(GIVEN PASSAGE)
However, not everyone from the community is confident the new project will have a positive impact.
Timothy Watkins, the president and CEO of the Watts Labor Community Action Committee, believes the city shouldn’t just focus on Jordan Downs.
“I’m absolutely for the development, but let’s make it as beautiful and as impressive and as healing as it deserves to be,” Watkins said. “Let’s not shut down the recreation center at Nickerson Gardens while we build a beautiful brand new one at Jordan Downs. Let’s not board up buildings inside of Gonzaque Village where the murder rate went through the ceiling a couple years ago. Let’s open those buildings up so people can feel safe and use the amenities that are useful to them.”
His other concern is the area’s land contamination and he isn’t the only one. In 2011, Human Health Risk Assessment concluded that the site contains elevated levels of lead, arsenic and other toxins. Those contaminants pose major health risks to the residents, such as cancer and autoimmune and neurological diseases.
Since then, Watkins and Perez have gone to the premises and tested the soil. Lead is one of the most prominent. It’s around 275 times higher than the state’s action levels and it’s right in the middle of Jordan Downs.
“How can you sit there and say OK, there are 700 units over contaminated land, and now you want to put 1,400 units on top of the land,” said Mac Shorty, a representative of the Watts Neighborhood Council.
“You want to double the capacity of the people that can get sick and become injured from this. People’s lives matter.“
He recently found out there was lead and arsenic poisoning in the water at Jordan High School. He brought it to the attention of the Los Angeles Unified School District.
“Why would you have these young kids drinking this water?” he asked.
Emma Cortez has lived in the housing complex for 19 years. She worries about her future and health. Lead was found in her yard and the water is yellow coming out of her faucet. She put in a water filter, but it didn’t clear it up.
“They don’t want to clean our homes, or continue testing for toxins,” Cortez said. “It’s sad. It’s hard for me to make over $20,000, that’s possible for people like doctors. But, I’m going to stick it out till the very end and fight to stay at Jordan Downs.”

(TASK INSTRUCTIONS)
1. Update the Jordan Downs article from the words "Emma Cortez has" through "clear it up.", replacing "yellow" with "brown".
2. Continue the Jordan Downs article from the point where it stops.

(THE DATA)
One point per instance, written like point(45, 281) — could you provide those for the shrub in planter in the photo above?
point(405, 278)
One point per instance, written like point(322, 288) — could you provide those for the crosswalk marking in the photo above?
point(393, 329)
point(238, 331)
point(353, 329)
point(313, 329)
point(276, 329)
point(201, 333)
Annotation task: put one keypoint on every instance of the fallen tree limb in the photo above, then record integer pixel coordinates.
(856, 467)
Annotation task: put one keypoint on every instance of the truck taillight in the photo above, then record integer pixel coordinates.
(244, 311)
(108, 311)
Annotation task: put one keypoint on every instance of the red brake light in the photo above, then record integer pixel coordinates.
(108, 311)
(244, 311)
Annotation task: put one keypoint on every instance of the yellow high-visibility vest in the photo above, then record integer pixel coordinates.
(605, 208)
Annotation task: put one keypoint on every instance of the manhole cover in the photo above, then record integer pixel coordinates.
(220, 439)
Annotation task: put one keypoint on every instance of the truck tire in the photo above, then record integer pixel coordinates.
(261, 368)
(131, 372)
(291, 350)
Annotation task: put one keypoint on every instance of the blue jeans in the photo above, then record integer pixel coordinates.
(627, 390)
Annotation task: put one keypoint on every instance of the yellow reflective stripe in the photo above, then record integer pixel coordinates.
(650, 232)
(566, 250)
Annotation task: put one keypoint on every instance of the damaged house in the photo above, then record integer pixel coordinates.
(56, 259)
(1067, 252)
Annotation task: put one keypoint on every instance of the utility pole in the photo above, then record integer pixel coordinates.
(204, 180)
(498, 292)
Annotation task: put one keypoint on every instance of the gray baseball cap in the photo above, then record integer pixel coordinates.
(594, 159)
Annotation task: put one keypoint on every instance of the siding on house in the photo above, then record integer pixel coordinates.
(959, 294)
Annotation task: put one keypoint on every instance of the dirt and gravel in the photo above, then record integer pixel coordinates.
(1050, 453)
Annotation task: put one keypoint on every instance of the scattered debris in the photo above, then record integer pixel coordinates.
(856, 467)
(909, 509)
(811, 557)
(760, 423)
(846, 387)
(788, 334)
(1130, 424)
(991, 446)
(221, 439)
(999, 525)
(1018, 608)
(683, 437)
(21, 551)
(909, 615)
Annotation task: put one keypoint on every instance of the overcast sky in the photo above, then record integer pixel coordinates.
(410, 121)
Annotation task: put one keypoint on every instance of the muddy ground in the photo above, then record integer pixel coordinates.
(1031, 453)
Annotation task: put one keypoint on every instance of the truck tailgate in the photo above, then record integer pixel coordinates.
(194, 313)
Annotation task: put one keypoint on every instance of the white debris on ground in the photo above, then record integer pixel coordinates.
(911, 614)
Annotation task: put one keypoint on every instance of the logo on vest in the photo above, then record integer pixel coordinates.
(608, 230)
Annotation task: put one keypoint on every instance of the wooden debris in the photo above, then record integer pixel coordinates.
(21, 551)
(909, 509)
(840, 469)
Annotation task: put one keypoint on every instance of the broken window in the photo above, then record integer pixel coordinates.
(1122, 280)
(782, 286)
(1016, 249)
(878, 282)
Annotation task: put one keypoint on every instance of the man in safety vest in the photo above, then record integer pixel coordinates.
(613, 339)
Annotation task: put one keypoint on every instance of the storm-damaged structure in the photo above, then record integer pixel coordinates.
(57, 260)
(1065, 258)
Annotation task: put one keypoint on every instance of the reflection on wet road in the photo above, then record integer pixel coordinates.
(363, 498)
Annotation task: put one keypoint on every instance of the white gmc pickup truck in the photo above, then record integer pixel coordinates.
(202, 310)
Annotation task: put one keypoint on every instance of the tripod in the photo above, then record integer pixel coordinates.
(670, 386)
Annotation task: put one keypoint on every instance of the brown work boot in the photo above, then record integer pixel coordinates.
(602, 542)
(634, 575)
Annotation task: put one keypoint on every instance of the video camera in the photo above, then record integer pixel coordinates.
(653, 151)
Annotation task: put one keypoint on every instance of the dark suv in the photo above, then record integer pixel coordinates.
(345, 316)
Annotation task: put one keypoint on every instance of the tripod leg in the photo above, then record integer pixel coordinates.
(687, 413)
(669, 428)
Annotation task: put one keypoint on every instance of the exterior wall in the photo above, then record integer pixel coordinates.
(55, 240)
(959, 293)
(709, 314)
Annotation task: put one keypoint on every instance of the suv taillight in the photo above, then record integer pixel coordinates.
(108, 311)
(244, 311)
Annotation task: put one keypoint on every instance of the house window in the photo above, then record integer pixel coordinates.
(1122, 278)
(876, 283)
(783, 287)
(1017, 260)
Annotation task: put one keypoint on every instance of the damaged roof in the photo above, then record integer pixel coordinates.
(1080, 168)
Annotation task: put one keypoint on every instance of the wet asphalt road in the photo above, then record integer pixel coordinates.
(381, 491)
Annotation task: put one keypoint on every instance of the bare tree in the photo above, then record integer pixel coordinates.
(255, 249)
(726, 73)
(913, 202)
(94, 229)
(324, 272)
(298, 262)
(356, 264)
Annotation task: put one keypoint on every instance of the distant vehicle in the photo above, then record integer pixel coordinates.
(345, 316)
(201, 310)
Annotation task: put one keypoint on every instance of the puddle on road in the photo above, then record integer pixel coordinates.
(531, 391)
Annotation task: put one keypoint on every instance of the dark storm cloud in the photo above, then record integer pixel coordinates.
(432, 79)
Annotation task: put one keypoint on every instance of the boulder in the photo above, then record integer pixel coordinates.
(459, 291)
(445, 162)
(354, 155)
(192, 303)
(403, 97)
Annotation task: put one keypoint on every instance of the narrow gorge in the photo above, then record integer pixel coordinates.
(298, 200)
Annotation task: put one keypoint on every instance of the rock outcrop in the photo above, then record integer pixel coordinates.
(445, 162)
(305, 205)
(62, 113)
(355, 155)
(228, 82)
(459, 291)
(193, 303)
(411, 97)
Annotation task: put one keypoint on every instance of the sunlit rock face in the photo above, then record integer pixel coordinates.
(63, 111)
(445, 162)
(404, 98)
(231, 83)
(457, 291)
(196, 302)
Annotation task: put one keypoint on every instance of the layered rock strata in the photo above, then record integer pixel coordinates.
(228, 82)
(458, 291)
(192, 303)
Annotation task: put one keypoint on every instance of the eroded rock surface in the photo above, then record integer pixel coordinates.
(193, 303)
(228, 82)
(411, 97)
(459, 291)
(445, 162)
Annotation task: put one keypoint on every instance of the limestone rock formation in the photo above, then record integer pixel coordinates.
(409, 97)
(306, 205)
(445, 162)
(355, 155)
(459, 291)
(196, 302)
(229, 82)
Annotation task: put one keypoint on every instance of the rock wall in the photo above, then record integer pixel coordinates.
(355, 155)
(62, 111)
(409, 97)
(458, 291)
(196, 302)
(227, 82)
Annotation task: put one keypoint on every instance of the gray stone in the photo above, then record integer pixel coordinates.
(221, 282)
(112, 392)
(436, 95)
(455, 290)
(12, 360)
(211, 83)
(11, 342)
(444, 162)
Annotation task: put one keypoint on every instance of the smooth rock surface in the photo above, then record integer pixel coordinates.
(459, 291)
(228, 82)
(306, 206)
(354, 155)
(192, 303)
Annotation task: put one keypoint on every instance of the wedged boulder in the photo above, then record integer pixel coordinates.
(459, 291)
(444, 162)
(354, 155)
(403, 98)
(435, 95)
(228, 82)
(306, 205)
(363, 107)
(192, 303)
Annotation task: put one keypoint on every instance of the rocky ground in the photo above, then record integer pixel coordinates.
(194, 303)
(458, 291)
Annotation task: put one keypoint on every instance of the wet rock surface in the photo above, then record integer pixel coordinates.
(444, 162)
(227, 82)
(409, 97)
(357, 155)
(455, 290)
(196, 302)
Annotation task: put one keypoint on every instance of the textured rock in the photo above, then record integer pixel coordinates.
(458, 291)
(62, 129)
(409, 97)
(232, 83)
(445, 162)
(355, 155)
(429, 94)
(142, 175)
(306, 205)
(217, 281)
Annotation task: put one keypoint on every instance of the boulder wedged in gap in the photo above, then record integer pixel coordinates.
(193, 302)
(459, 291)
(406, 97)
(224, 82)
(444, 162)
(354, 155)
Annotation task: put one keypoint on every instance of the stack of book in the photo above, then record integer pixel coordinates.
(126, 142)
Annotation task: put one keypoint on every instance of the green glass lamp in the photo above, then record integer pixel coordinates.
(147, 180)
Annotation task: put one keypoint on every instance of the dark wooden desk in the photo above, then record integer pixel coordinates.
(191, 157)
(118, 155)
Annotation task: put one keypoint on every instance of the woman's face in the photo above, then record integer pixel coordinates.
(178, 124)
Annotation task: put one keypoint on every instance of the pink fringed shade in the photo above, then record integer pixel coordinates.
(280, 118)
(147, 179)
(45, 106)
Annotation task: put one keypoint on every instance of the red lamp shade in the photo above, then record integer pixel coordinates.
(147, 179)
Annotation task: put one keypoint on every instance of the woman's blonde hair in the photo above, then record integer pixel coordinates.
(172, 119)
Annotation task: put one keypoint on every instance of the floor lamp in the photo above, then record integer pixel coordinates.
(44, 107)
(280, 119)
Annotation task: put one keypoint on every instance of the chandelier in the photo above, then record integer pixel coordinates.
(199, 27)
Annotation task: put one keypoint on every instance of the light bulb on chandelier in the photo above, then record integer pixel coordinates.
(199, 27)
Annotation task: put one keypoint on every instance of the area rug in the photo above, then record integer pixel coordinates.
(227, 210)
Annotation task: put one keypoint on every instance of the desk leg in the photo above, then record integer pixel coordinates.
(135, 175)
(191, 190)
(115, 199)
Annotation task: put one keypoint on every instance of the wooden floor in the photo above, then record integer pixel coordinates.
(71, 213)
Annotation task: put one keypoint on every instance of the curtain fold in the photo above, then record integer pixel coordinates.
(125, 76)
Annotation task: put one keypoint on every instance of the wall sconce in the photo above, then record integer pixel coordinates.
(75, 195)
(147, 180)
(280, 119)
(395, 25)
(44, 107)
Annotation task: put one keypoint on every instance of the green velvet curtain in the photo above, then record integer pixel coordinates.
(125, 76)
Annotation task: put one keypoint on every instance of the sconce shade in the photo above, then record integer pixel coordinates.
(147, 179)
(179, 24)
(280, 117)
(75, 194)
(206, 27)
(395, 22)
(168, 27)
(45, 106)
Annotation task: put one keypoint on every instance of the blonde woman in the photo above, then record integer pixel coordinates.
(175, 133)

(ANSWERS TO THIS EXERCISE)
1.
Emma Cortez has lived in the housing complex for 19 years. She worries about her future and health. Lead was found in her yard and the water is brown coming out of her faucet. She put in a water filter, but it didn’t clear it up.

2.
The Housing Authority’s 2015 Choice Neighborhood Initiative Application submitted to HUD explains their replacement plan. Twenty percent of the existing 700 units are lobbed off as market rate housing with an additional 10 percent lobbed off as low-income housing tax credit only units for 60 percent of the area median income.
That is out of reach for most Jordan Downs residents, where the average household income is around $16,000.
Only 146 unites in total are reserved for 30 percent of the area median income and below.
The Housing Authority states the income breakdown is consistent with the current market and the waiting list. The latest 2015 HACLA Agency Plan states 91 percent of the 45,000 families on the public housing waiting are at 30 percent of the area median income or below.
Despite it all, the Housing Authority and the city are determined to finish the project. It has been rejected twice for federal funding.
In December things began to turn around; it finally got $6.5 million from California’s Strategic Growth Council and now this federal approval.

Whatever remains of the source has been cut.